Only the text belongs in the copy. Transcribe the data exactly and drop any pictures.

(Available data)

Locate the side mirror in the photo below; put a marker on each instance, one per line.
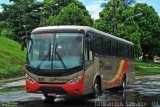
(89, 37)
(23, 40)
(92, 45)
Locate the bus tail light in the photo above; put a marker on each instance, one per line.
(76, 79)
(30, 79)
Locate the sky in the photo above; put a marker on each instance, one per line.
(93, 6)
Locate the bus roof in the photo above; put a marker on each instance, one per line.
(85, 28)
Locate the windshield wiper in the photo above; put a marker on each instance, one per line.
(45, 57)
(60, 58)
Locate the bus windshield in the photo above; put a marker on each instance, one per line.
(55, 51)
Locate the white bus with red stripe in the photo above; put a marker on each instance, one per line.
(76, 60)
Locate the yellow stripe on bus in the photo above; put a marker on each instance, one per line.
(118, 73)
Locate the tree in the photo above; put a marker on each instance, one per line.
(112, 21)
(71, 15)
(149, 25)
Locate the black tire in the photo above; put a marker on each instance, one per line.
(49, 98)
(123, 84)
(96, 89)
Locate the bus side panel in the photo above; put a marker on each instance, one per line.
(108, 69)
(88, 80)
(113, 70)
(130, 74)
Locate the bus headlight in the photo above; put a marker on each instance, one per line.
(76, 79)
(30, 79)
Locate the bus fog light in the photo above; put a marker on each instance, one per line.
(76, 79)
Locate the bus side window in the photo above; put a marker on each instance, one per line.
(88, 52)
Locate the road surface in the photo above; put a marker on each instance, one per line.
(144, 92)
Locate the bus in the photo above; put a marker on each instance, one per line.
(76, 60)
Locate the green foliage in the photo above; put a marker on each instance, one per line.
(110, 20)
(12, 60)
(71, 15)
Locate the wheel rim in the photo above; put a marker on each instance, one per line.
(96, 88)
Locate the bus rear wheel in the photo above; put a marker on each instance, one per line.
(49, 98)
(96, 89)
(123, 84)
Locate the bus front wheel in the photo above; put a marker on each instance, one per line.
(96, 89)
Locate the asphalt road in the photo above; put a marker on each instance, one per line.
(144, 92)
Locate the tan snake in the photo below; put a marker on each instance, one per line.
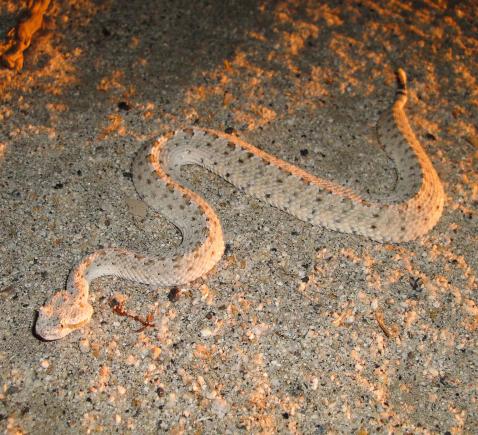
(276, 182)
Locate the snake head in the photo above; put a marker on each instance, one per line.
(61, 315)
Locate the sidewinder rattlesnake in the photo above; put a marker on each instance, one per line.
(274, 181)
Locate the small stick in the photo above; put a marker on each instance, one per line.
(381, 323)
(118, 308)
(21, 36)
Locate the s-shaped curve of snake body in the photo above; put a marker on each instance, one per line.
(276, 182)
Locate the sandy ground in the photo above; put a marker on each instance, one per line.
(284, 335)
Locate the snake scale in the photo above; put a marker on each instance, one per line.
(257, 173)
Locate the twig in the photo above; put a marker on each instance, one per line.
(118, 308)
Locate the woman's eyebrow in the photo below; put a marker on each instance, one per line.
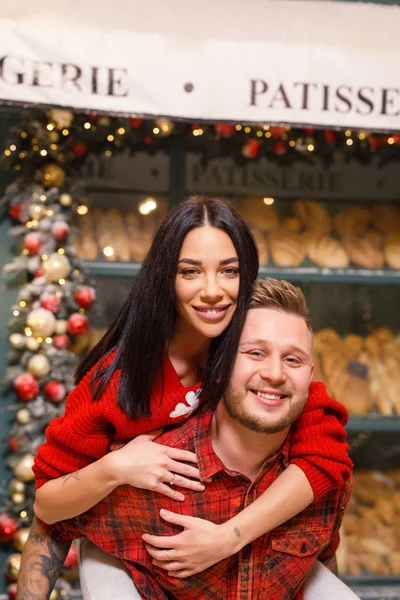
(198, 263)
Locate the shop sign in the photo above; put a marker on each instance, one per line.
(332, 78)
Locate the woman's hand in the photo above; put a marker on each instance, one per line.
(145, 464)
(199, 546)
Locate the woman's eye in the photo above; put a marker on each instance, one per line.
(189, 272)
(231, 272)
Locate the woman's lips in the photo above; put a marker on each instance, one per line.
(211, 313)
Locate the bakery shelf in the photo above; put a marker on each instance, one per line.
(360, 276)
(111, 269)
(373, 423)
(307, 273)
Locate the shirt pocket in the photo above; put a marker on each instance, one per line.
(301, 543)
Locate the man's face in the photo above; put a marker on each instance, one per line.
(272, 372)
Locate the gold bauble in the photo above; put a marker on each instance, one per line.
(17, 340)
(39, 365)
(16, 486)
(23, 469)
(65, 200)
(32, 344)
(17, 498)
(20, 537)
(23, 416)
(12, 567)
(53, 176)
(61, 117)
(42, 321)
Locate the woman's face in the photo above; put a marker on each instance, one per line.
(207, 281)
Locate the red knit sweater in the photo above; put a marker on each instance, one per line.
(85, 432)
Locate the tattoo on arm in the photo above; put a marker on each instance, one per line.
(70, 476)
(237, 531)
(42, 559)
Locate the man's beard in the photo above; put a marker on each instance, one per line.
(234, 403)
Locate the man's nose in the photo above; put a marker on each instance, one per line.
(273, 371)
(211, 290)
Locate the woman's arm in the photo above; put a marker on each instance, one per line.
(41, 563)
(140, 463)
(202, 543)
(319, 463)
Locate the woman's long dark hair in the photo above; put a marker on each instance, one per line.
(145, 323)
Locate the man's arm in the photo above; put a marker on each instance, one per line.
(42, 559)
(331, 564)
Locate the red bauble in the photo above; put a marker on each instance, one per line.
(79, 149)
(60, 230)
(26, 386)
(50, 302)
(225, 130)
(8, 526)
(86, 296)
(251, 148)
(14, 445)
(61, 341)
(280, 148)
(12, 591)
(14, 210)
(330, 137)
(77, 324)
(136, 123)
(277, 131)
(71, 558)
(55, 391)
(32, 242)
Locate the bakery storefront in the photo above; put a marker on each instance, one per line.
(306, 146)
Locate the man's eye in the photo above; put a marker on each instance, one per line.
(293, 361)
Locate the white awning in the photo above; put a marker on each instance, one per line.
(285, 61)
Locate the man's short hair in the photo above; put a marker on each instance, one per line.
(280, 295)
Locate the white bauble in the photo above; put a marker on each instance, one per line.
(23, 469)
(42, 322)
(56, 267)
(17, 340)
(39, 365)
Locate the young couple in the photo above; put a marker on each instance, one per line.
(182, 323)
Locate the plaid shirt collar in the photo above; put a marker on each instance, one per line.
(209, 463)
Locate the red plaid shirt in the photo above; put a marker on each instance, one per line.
(273, 567)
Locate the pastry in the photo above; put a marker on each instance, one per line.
(386, 218)
(392, 250)
(259, 215)
(286, 248)
(262, 246)
(293, 224)
(313, 215)
(352, 221)
(364, 254)
(325, 251)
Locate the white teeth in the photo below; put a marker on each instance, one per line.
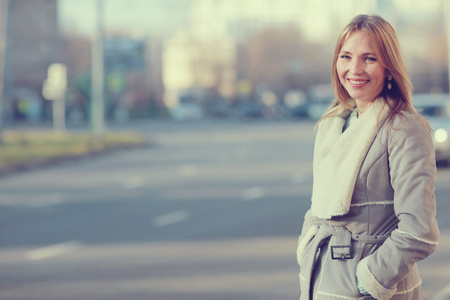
(358, 82)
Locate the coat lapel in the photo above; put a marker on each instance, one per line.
(338, 157)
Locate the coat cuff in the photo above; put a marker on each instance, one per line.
(371, 285)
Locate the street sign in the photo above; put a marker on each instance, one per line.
(54, 87)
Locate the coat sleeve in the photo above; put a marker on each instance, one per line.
(412, 173)
(309, 230)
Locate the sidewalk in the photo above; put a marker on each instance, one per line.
(435, 271)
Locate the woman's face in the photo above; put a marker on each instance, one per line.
(359, 69)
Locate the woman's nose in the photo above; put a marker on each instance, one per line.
(356, 67)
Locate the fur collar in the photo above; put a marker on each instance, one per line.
(338, 156)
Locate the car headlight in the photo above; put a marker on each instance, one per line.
(441, 135)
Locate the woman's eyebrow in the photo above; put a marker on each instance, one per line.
(363, 54)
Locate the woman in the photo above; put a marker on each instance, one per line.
(373, 209)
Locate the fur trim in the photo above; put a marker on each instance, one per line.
(418, 238)
(304, 241)
(338, 156)
(369, 282)
(342, 297)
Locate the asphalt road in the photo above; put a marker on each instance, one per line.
(212, 211)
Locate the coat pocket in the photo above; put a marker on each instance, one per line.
(305, 240)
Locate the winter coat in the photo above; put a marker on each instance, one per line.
(373, 208)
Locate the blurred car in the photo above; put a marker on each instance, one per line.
(320, 98)
(435, 108)
(246, 109)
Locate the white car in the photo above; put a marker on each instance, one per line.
(436, 109)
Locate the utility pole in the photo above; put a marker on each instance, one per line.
(3, 39)
(97, 75)
(446, 10)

(End Available data)

__Exercise answer__:
Locate the side mirror in the photo below; put a marker on each instance, one per line.
(89, 37)
(23, 40)
(92, 45)
Locate the bus tail light in the photo above; put a marker on each instance, one per line.
(76, 79)
(30, 79)
Locate the sky in the photo above; put a marker on each instance, one per line.
(93, 6)
Locate the bus roof in the photo above; put a marker on each instance, one per line.
(85, 28)
Locate the windshield wiper in the photo above; put a marker on each instance, one per line.
(45, 57)
(60, 58)
Locate the bus windshield in the photo above; put a marker on each instance, one per line.
(55, 51)
Locate the white bus with red stripe in the photo above; put a marker on each instance, one per line.
(76, 60)
Locate the yellow stripe on bus in the photo above; put a marker on each instance, one per line.
(118, 73)
Locate the tree in the photo above; put a marker on each instance, one per line.
(112, 21)
(71, 15)
(149, 25)
Locate the black tire in the photo above; put a marker on each instance, one per line.
(49, 98)
(123, 84)
(96, 89)
Locate the bus side panel in the photo above; put a marker on each instance, one per line.
(108, 69)
(88, 80)
(113, 70)
(130, 74)
Locate the bus headlight in the photo above; put a marker on each instance, one per line.
(76, 79)
(30, 79)
Locate the bus fog light in the photo above; put a marker on each instance, one per line.
(76, 79)
Locate the bus side window in the photo above; put a marker on each instance, one per line.
(88, 52)
Locate the road surface in the photo above; put a marker on each instance, one per line.
(144, 92)
Locate the bus in the photo above; put a marker on each instance, one per line.
(76, 60)
Locate the green foliage in the photo above; put a marker on each instance, one per line.
(110, 20)
(12, 60)
(71, 15)
Locate the wheel rim in the photo above; put a marker on each instance, one per line.
(96, 88)
Locate the bus rear wheel in the photo above; put a marker on each instance, one per line.
(49, 98)
(96, 89)
(123, 84)
Locate the bus front wheel in the photo above; put a marker on each instance, one per line.
(96, 89)
Locate the asphalt road in the photo above; put a marker on each instance, one per line.
(144, 92)
Locate the tan snake in the photo below; put a marker on each instance, one per line.
(276, 182)
Locate the snake head in the photo above; put a marker on each instance, one per line.
(61, 315)
Locate the sidewinder rattlesnake in the photo above; put a marker on each instance, one per line.
(274, 181)
Locate the small stick in the photo above; put a marker on each instance, one per line.
(381, 323)
(118, 308)
(21, 36)
Locate the s-shaped curve of snake body in the photo above; put a marker on each instance, one per line.
(276, 182)
Locate the sandy ground in the photo above; put a marker on each instance, one per line.
(284, 335)
Locate the snake scale in the photo above; put a marker on each instance, one per line.
(257, 173)
Locate the twig in the photo above; put a marker on each instance, one per line.
(118, 308)
Locate the woman's eyebrow in the photo below; put a marker on each instance, one per line.
(198, 263)
Locate the shop sign in the photo above; put a marker on each instance, one per line.
(332, 78)
Locate the woman's hand in the photo above; put a marker on each instance, one per line.
(145, 464)
(199, 546)
Locate the woman's eye in the photo above; put a marker on each instance, one per line.
(189, 272)
(231, 272)
Locate the woman's lips in the photo above; put a marker on each instance, one per line.
(211, 313)
Locate the bakery shelf in the photo above; put a marker on each instance, one per line.
(360, 276)
(111, 269)
(373, 423)
(307, 273)
Locate the shirt pocket in the photo above; put a marker on each instance, one per line.
(301, 543)
Locate the man's face in the photo above; put a marker on each instance, one per line.
(272, 372)
Locate the gold bauble in the photo above; put a marker on each instance, one per line.
(17, 340)
(39, 365)
(16, 486)
(23, 469)
(65, 200)
(32, 344)
(17, 498)
(20, 537)
(23, 416)
(12, 567)
(53, 176)
(61, 117)
(42, 321)
Locate the woman's face in the photo above; put a marker on each instance, one per line.
(207, 281)
Locate the red knit sweater in the photo above; put a marker on each instance, one per line.
(85, 432)
Locate the tattoo on arm in the photo above; put a marker on each instance, one per line.
(70, 476)
(237, 531)
(42, 559)
Locate the man's beard in the photo above; put a marker on each instance, one per line.
(234, 403)
Locate the man's nose in the photo above; put a marker on each instance, one per line.
(273, 371)
(211, 290)
Locate the woman's arm in the photo above; put a marker on each instance, one per line.
(41, 563)
(140, 463)
(202, 543)
(319, 463)
Locate the woman's long dark hair in the photo above; put a marker on each instance, one per line.
(145, 323)
Locate the man's arm in the photo above; put a marker on each instance, one per line.
(42, 559)
(331, 564)
Locate the red bauble in the photo above; put a marker on each instance, one per line.
(79, 149)
(60, 230)
(26, 386)
(50, 302)
(225, 130)
(8, 526)
(86, 296)
(251, 148)
(14, 445)
(61, 341)
(280, 148)
(12, 591)
(14, 210)
(330, 137)
(77, 324)
(136, 123)
(277, 131)
(71, 558)
(55, 391)
(32, 242)
Locate the bakery storefront in the photo above; put a marker on each instance, one per line.
(306, 146)
Locate the man's eye in the photo above; put a marker on each instance, one per line.
(293, 361)
Locate the white awning in the photo above; put a marker on each instance, one per line.
(285, 61)
Locate the man's short hair in the photo above; put a marker on each instance, one per line.
(280, 295)
Locate the white bauble in the photo above; put a marker on each instance, one per line.
(23, 469)
(42, 322)
(56, 267)
(17, 340)
(39, 365)
Locate the young couple in the photo above; put a marker on each instance, one per line.
(182, 323)
Locate the plaid shirt collar in the photo above; put a marker on each instance, one per line.
(209, 463)
Locate the red plaid shirt in the photo above; put a marker on each instance, one per line.
(273, 567)
Locate the pastry in the photo above; put a marker on each instance, one per line.
(386, 218)
(392, 250)
(259, 215)
(286, 248)
(262, 246)
(293, 224)
(313, 215)
(352, 221)
(364, 254)
(325, 251)
Locate the white teeth in the photo below; put a marker on each instance, one per line.
(358, 82)
Locate the coat lapel in the photo above; put a marker on each instance, one per line.
(338, 157)
Locate the coat cuff in the photo above; put a marker on each instance, one per line.
(371, 285)
Locate the street sign in the photo above; put a marker on each instance, one per line.
(54, 87)
Locate the coat sleeve in the photo above; put a marker on each instance, one per line.
(412, 173)
(309, 230)
Locate the sidewalk in the photo above; put a marker on each instance, one per line.
(435, 271)
Locate the woman's face in the photo above; put a marker on each instance, one per line.
(359, 69)
Locate the woman's nose in the photo above; put a marker on each instance, one per line.
(356, 67)
Locate the fur collar in the photo above; put a marker on each instance, one per line.
(338, 156)
Locate the car headlight in the photo above; put a marker on each instance, one per line.
(441, 135)
Locate the woman's eyebrow in the photo above; put a marker on each instance, one per line.
(363, 54)
Locate the woman in the photo above; put a marker on each instance, one per line.
(373, 209)
Locate the fur trim in the photo above; put a marker on each instance, one per line.
(418, 238)
(304, 241)
(338, 156)
(369, 282)
(342, 297)
Locate the asphalt road in the photo above; put a marker on each instance, one per line.
(212, 211)
Locate the coat pocket in the photo above; put a marker on each instance, one per line.
(305, 240)
Locate the winter coat in the photo above; put a marker on each instance, one per line.
(373, 208)
Locate the blurred car in the photo above; put a marker on each instance, one per line.
(320, 98)
(435, 108)
(246, 109)
Locate the white car in the photo above; put a marker on each instance, one per line.
(436, 109)
Locate the utility pole in the photo above; put a marker on each instance, one per line.
(3, 39)
(97, 75)
(446, 10)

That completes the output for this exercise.